▶ How to complete this task: Write the listing out once more, identical to the original but without pictures.

▶ Material supplied:

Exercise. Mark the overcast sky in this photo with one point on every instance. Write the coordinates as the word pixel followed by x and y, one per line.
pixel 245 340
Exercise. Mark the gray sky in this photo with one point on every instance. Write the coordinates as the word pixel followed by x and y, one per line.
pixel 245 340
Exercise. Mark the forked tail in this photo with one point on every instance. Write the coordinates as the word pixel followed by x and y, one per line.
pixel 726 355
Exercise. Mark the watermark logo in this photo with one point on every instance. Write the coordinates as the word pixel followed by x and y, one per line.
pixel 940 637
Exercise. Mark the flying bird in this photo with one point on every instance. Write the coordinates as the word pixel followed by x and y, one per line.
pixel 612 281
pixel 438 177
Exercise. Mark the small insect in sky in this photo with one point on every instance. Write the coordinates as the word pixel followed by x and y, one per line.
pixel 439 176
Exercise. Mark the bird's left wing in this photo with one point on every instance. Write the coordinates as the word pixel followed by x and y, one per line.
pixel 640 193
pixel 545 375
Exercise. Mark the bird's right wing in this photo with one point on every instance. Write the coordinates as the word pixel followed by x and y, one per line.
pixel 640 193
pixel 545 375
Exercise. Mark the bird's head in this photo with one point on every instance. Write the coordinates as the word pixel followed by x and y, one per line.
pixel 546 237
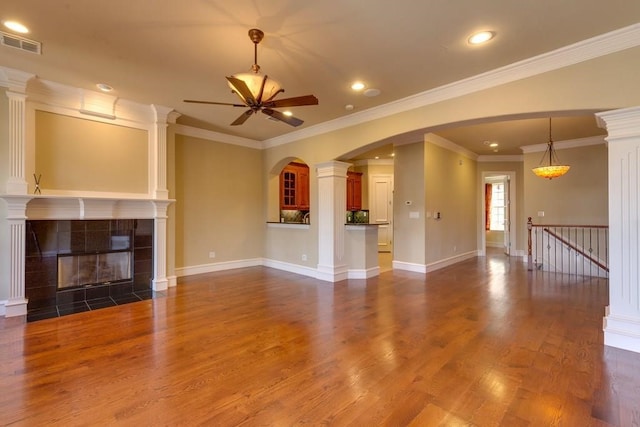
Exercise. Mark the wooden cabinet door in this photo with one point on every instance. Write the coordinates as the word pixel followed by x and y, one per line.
pixel 288 184
pixel 302 191
pixel 294 187
pixel 354 191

▶ Solution for this problem:
Exercise. Mark the overcast sky in this photo with one point on every instance. Write the coordinates as the word pixel followed by x and y, one per line.
pixel 245 340
Exercise. Mark the gray sky in this photo with one point on every instance. Write the coordinates as the word pixel followed by x and y, one per line.
pixel 245 340
Exercise. Mark the forked tail in this photo with one point on every instance. Write the coordinates as the word pixel followed by x and y, one per line.
pixel 726 355
Exercise. Mark the watermark logo in this photo with one point on every instance. Write the coordinates as the word pixel followed by x and y, one per line.
pixel 940 637
Exercise. Mark the flying bird in this photo with one point on every instance. Write the coordinates as the word pixel followed by x and y, one per line.
pixel 612 281
pixel 438 177
Exercise. Mark the small insect in sky in this photo with one point on every instance. Write the coordinates as the word pixel followed by x and y, one per line.
pixel 439 176
Exercise. Mark the bird's left wing in this photo with one point on every instance. Write the coordinates as the word pixel followed by x and y, one per line.
pixel 640 193
pixel 545 375
Exercise. Mark the bird's right wing in this photo with one point on every instance. Write the coordinates as the word pixel followed by x and y, one per line.
pixel 640 193
pixel 545 375
Exercise. Mark the bird's head in this photo with one point on every instance. Write the coordinates as the word pixel followed by x and y, one per line.
pixel 546 237
Exercise. Mark the wooden cabinet door in this photo with one point on every instance. Write the coordinates as the word pixel followed by x and y, one per line.
pixel 288 184
pixel 302 191
pixel 294 187
pixel 354 191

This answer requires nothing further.